Material provided —
╭──

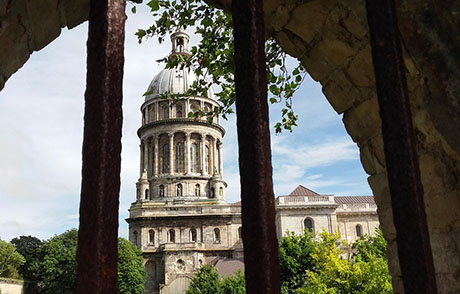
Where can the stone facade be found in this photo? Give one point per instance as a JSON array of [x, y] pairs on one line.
[[180, 219]]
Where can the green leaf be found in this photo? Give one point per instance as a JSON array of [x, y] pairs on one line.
[[154, 5]]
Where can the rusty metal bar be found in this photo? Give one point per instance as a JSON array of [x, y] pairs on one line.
[[97, 236], [258, 207], [406, 189]]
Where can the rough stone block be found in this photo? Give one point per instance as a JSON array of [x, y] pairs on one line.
[[340, 92], [373, 156], [361, 69], [333, 50], [307, 20], [363, 121], [45, 25]]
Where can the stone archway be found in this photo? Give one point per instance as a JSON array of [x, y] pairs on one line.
[[28, 26], [332, 42]]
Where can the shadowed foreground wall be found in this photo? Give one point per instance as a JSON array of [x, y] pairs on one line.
[[332, 41]]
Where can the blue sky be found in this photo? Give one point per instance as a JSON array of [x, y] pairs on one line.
[[41, 125]]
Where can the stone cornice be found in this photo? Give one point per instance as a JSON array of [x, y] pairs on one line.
[[173, 121]]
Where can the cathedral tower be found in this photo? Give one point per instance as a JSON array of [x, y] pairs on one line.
[[181, 157]]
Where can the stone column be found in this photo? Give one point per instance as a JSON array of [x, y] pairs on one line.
[[202, 153], [221, 164], [187, 107], [156, 149], [146, 155], [141, 159], [171, 153], [214, 157], [187, 153]]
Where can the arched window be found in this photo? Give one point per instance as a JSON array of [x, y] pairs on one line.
[[172, 236], [192, 235], [164, 159], [216, 235], [165, 112], [180, 158], [358, 231], [206, 159], [195, 154], [135, 238], [213, 192], [308, 225], [195, 107], [179, 110], [151, 237]]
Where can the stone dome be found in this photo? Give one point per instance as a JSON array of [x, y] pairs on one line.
[[174, 80]]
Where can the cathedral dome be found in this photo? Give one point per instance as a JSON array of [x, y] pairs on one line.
[[174, 80]]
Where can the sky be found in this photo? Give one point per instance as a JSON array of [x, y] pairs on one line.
[[41, 129]]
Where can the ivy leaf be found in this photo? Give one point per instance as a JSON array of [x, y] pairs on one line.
[[154, 5]]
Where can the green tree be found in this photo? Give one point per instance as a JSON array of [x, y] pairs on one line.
[[28, 247], [295, 259], [206, 281], [336, 275], [234, 284], [131, 272], [56, 269], [367, 246], [10, 260], [214, 55]]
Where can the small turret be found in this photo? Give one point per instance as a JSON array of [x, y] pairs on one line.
[[180, 41]]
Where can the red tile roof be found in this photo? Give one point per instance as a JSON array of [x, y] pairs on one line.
[[302, 191], [354, 199], [227, 267]]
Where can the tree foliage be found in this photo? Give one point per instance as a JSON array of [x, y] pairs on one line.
[[28, 247], [334, 274], [131, 272], [55, 270], [295, 259], [10, 260], [368, 246], [212, 59], [208, 281]]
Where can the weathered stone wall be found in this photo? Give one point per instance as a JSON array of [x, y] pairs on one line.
[[29, 25], [332, 41]]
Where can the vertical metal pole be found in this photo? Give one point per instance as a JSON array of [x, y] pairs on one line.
[[406, 189], [258, 207], [97, 236]]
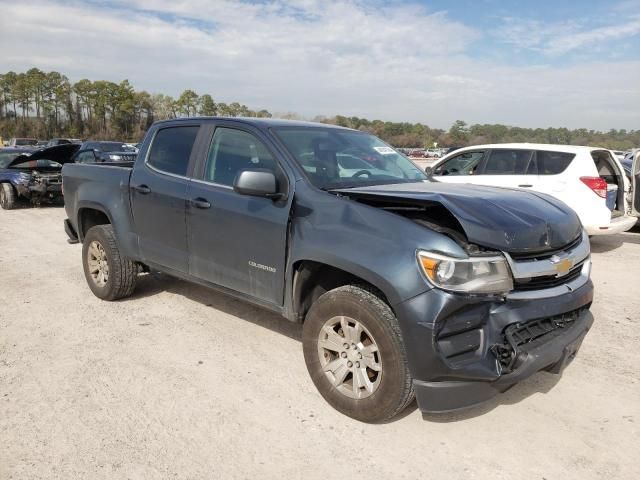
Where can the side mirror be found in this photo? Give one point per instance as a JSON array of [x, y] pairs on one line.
[[257, 183]]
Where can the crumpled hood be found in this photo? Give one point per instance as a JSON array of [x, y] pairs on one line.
[[59, 153], [506, 219]]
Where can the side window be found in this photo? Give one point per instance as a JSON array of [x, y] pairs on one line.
[[86, 156], [508, 162], [171, 149], [551, 163], [232, 151], [463, 164]]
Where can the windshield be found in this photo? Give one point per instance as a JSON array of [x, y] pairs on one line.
[[41, 163], [26, 141], [114, 147], [335, 158]]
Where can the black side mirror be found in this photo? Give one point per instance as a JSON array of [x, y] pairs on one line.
[[257, 183]]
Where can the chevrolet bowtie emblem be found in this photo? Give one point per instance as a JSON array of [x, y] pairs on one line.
[[562, 266]]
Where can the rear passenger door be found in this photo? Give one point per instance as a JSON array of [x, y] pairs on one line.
[[238, 241], [635, 184], [158, 192]]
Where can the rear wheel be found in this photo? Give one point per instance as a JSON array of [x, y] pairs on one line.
[[109, 275], [8, 196], [354, 353]]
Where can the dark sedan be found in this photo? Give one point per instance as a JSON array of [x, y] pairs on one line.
[[105, 152], [32, 174]]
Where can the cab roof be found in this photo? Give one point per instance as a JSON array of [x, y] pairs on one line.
[[258, 122]]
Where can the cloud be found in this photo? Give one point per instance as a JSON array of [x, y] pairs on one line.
[[559, 38], [393, 61]]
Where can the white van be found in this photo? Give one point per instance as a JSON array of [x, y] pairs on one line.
[[589, 180]]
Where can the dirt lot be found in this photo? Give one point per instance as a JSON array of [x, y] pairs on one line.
[[181, 382]]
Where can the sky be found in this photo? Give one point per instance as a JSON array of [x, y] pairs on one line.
[[529, 63]]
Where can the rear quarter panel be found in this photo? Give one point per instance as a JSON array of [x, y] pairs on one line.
[[104, 188]]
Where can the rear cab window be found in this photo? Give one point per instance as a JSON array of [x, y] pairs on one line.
[[171, 149]]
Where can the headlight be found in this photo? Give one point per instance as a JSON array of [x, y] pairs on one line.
[[469, 275]]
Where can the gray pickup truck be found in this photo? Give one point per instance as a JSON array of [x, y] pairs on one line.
[[405, 287]]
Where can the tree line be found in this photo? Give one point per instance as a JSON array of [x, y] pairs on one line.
[[460, 134], [47, 104]]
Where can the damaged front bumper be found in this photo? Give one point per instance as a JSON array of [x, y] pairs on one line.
[[464, 350]]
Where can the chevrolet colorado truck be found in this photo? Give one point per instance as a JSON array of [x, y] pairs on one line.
[[406, 287]]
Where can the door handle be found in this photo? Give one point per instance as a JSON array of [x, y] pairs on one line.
[[200, 203], [143, 189]]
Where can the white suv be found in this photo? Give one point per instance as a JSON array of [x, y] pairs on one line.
[[589, 180]]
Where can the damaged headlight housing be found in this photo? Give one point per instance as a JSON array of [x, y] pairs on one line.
[[487, 275]]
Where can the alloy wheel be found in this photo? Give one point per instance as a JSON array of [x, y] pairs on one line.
[[350, 357], [98, 265]]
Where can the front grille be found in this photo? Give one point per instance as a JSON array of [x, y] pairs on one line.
[[547, 254], [546, 281], [520, 337]]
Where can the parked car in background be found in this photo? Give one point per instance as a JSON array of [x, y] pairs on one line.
[[589, 180], [619, 154], [23, 142], [34, 175], [404, 286], [105, 152], [416, 153], [62, 141]]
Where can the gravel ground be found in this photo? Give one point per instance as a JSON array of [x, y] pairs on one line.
[[181, 382]]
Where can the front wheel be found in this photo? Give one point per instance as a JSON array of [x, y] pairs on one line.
[[354, 353], [109, 275], [8, 197]]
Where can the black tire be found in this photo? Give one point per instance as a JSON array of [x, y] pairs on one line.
[[8, 196], [395, 389], [122, 272]]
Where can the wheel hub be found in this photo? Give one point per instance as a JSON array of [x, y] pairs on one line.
[[98, 264], [350, 357]]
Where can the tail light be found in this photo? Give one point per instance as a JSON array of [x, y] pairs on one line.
[[597, 184]]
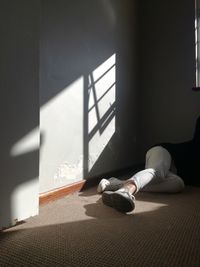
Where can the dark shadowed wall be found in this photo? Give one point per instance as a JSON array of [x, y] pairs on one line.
[[88, 85], [19, 110], [168, 106]]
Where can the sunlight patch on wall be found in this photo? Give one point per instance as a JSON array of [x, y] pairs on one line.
[[61, 122], [101, 108]]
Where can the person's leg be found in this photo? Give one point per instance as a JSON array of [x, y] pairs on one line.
[[171, 184], [158, 162], [157, 165]]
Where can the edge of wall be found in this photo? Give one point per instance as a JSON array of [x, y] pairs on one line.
[[46, 197]]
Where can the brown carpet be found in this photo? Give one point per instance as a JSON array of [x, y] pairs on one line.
[[78, 230]]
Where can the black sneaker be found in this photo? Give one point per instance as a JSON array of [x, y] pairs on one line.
[[120, 200]]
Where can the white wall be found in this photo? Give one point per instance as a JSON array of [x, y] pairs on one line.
[[168, 106], [81, 42]]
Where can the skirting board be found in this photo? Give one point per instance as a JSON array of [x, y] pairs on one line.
[[44, 198]]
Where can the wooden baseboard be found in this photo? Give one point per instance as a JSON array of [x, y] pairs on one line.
[[44, 198]]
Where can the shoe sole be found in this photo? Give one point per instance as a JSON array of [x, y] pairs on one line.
[[117, 201]]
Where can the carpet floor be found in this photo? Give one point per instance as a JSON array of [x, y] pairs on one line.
[[78, 230]]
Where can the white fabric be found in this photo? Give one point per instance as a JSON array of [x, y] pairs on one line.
[[157, 176]]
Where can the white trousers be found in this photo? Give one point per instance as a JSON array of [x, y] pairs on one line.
[[157, 176]]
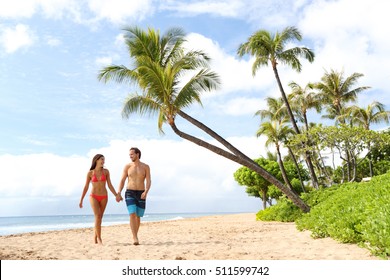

╰──

The task —
Write out the items above again, from the start through the line containing "157], [187, 153]]", with each request included and the pictures left out. Shift every x and y coordinate in the answers up by 49.

Reply to the exercise —
Where can the stone facade be found in this photo? Give one point per instance as a JSON array of [x, y] pairs on one line.
[[229, 268]]
Where can the green leaf be found in this photo? Give one point per instance as a JSON array of [x, y] pairs on one line.
[[203, 54]]
Where can the rusty metal bar be found in this photo? Give one point per instance as a JSON array of [x, y] pairs on one line.
[[146, 285], [307, 256], [455, 238]]
Where can the rough stone block be found in this photo? Give one point per instance as a JSON array of [x, y] pairs on one line.
[[389, 141], [422, 205], [410, 118], [382, 99], [356, 69], [412, 170], [94, 74]]
Where can the stone archway be found in this photo? Give one point per instance as a JSON array of [x, y] pairs on one line.
[[77, 75], [381, 91]]
Where can the shadowed foreground wall be found in this photo? Give one point per instance as a JSON array of [x, y] pairs on one line.
[[381, 90]]
Where can the blue sky be found in this photo? Give one point per instance as a JSON array of [x, y] pairs on one line.
[[90, 174]]
Where can the stone cornice be found in this photo? Give one point per instance as a JSON array of [x, y] pairs on one line.
[[222, 170]]
Where can the cathedral tower be found in this photo? Give one point per instance as a JSON array of [x, y] pairs on one line.
[[230, 206]]
Where can the stone column be found in this photo? Give one point per instance as a JSON array of [x, y] pairs on one line.
[[251, 202], [270, 213], [236, 156], [205, 198], [195, 204], [190, 208], [220, 202], [263, 206], [236, 202]]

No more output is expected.